[start Recorded data]

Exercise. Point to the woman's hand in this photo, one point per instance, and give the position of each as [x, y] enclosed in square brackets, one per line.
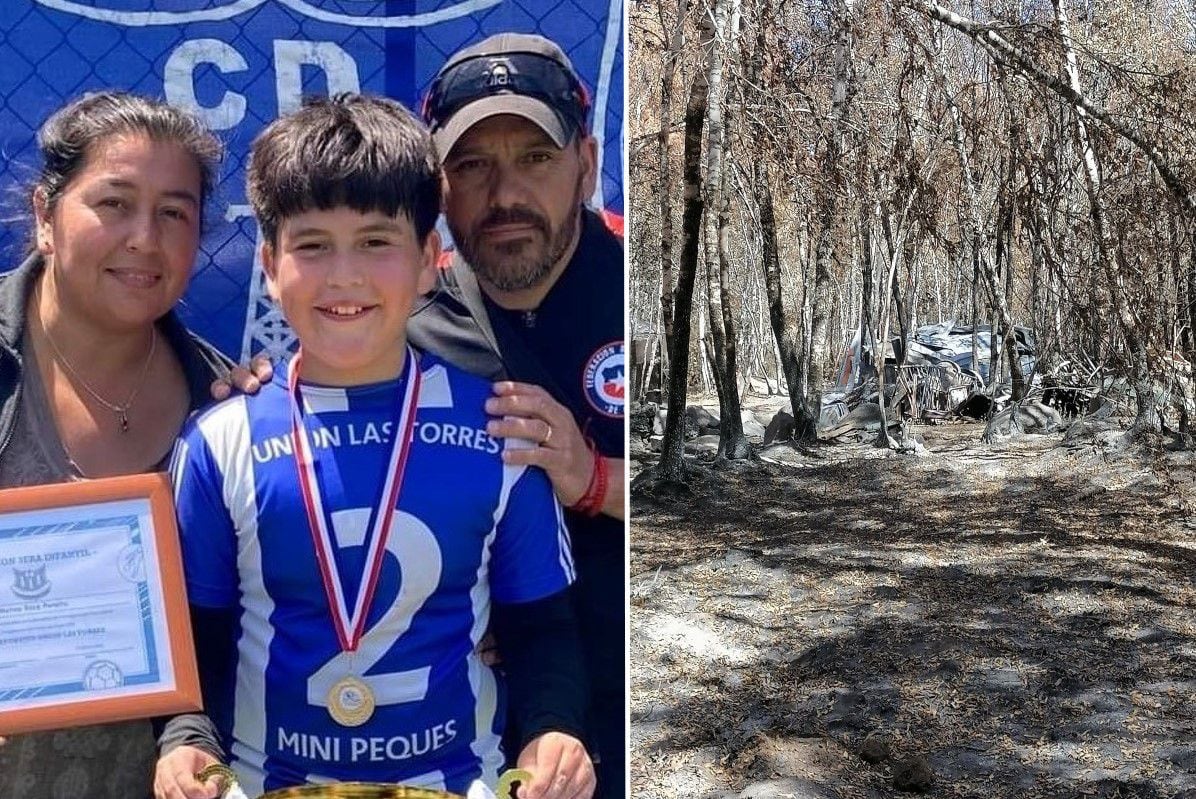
[246, 379]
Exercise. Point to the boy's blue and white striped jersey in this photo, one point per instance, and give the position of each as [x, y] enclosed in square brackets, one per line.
[467, 529]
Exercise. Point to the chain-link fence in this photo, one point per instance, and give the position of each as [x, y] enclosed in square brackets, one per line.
[240, 62]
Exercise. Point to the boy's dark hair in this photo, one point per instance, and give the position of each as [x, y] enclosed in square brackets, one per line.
[68, 136]
[367, 153]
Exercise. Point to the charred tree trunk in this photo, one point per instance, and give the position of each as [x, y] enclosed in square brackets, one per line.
[670, 468]
[664, 188]
[805, 424]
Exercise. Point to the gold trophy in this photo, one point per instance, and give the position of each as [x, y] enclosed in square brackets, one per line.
[357, 790]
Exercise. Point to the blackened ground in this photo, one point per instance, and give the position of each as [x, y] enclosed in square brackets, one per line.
[1016, 621]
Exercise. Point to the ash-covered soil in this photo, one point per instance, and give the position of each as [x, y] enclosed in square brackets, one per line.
[1016, 620]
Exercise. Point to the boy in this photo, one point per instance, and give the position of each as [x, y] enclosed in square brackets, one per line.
[346, 529]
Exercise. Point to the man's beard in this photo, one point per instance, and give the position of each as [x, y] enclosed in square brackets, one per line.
[522, 263]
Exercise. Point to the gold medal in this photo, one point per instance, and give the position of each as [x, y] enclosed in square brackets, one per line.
[351, 702]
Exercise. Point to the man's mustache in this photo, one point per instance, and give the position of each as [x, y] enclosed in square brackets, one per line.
[514, 215]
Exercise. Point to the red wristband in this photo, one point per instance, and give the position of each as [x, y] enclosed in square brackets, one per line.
[590, 504]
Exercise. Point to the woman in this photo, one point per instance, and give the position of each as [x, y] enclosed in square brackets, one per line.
[96, 373]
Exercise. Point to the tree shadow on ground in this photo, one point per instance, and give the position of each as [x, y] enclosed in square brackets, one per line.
[1029, 636]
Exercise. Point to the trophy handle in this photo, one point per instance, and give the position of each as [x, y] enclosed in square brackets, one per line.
[508, 779]
[227, 776]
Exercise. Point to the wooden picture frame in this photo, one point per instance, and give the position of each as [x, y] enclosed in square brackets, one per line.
[93, 616]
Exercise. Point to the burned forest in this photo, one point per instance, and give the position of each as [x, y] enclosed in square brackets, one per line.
[913, 322]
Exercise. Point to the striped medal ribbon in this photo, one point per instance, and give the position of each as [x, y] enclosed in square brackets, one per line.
[351, 701]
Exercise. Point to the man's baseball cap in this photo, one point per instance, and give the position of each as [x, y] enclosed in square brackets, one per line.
[508, 73]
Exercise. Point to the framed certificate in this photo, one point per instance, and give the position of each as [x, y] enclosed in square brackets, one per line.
[93, 618]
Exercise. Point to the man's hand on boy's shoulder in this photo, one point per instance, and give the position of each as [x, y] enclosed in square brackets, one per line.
[530, 413]
[175, 775]
[246, 379]
[560, 767]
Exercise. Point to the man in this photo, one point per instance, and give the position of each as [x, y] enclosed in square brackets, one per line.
[534, 299]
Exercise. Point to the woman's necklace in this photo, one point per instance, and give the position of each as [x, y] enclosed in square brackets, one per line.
[122, 412]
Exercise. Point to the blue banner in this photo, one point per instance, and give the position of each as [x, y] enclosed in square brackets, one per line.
[238, 63]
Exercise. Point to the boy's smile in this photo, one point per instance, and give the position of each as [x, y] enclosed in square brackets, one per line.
[347, 282]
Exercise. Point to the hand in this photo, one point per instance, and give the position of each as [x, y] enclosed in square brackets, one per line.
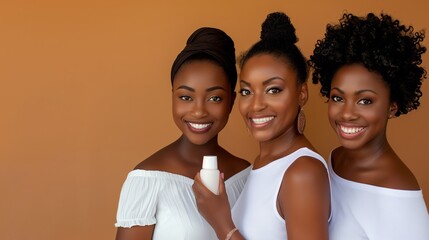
[214, 208]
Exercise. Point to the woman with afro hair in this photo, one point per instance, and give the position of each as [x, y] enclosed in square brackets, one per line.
[286, 195]
[369, 69]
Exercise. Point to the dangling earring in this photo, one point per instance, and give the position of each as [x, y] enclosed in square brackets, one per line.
[301, 121]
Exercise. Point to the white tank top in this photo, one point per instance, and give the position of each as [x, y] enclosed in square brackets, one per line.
[255, 212]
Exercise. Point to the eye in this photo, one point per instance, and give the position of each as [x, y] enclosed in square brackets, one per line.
[365, 101]
[185, 98]
[215, 99]
[273, 90]
[244, 92]
[335, 98]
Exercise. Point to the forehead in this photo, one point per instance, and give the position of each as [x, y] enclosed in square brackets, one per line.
[202, 73]
[357, 77]
[267, 65]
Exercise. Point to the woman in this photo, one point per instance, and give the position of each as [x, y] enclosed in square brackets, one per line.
[156, 200]
[287, 192]
[369, 69]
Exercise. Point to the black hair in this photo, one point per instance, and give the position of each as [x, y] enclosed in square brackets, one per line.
[209, 44]
[383, 46]
[278, 38]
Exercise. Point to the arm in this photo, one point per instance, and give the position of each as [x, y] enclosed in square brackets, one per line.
[304, 200]
[215, 208]
[135, 233]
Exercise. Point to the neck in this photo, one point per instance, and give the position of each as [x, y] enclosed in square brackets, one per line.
[367, 155]
[278, 147]
[194, 153]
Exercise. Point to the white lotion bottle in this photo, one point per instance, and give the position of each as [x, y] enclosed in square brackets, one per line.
[210, 174]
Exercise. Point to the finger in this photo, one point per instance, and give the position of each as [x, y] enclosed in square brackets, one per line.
[221, 185]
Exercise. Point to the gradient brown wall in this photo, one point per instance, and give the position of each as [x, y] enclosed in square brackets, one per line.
[85, 96]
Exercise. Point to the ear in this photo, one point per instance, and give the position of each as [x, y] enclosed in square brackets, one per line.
[393, 109]
[303, 94]
[234, 95]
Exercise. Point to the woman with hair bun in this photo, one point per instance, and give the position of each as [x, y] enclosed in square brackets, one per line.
[157, 201]
[287, 193]
[369, 69]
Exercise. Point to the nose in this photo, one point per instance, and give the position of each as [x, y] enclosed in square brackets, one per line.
[348, 111]
[199, 109]
[258, 102]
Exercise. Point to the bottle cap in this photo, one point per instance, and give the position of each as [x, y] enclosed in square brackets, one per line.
[210, 162]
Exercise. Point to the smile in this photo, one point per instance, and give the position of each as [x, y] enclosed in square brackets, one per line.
[259, 121]
[199, 126]
[351, 130]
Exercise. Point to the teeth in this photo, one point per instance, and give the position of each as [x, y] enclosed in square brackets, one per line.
[262, 120]
[199, 125]
[351, 130]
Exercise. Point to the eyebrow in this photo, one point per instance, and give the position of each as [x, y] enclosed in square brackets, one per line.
[207, 90]
[357, 92]
[264, 82]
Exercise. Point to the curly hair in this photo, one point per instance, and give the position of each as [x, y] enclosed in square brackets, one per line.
[278, 38]
[383, 46]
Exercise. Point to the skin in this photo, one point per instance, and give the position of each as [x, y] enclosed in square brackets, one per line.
[359, 109]
[270, 91]
[201, 95]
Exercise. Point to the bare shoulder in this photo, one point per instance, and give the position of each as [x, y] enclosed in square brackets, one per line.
[158, 161]
[397, 175]
[306, 168]
[230, 164]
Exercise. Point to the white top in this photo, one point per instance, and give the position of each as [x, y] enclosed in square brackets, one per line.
[363, 211]
[167, 200]
[255, 212]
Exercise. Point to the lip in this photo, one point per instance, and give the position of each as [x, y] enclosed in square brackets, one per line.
[350, 131]
[260, 121]
[197, 127]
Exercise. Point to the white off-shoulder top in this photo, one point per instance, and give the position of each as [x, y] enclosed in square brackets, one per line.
[167, 200]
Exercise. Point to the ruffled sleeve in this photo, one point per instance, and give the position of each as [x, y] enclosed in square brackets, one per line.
[138, 200]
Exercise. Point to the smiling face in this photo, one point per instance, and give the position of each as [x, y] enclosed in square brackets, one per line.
[270, 97]
[359, 107]
[202, 100]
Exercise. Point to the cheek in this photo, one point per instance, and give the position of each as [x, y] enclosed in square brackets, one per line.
[332, 112]
[242, 106]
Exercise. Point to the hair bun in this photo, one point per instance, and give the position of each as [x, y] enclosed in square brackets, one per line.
[278, 28]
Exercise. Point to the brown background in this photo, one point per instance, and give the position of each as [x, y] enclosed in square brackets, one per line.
[85, 96]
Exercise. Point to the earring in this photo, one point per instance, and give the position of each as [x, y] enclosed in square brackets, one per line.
[301, 121]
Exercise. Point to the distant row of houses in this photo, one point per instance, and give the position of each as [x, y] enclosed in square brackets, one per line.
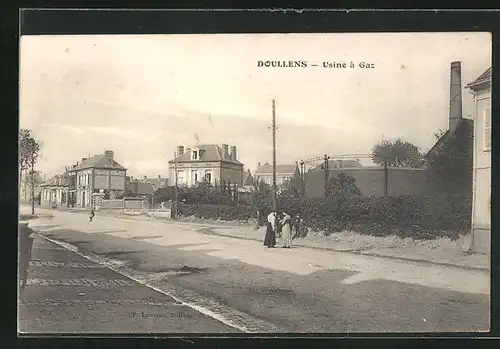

[end Recorded data]

*What the task asks:* Please format the lines from the one containing "Exercise. Point to the earring" through the end of the records as a Markdown table with the columns n and Line, skipping blank lines. Leave the pictures out of the table.

*Finished task:*
| n | Line |
|---|---|
| 1 | Exercise. Point to the earring in this photo, one point per instance, and give the position of each as [x, y] enclosed in square brackets, one per line. |
| 2 | [301, 121] |
| 3 | Exercise. Point to the distant row of houses in this photo, one point per instance, and give the position of each as [x, y] enclosed in square brackets, one per line. |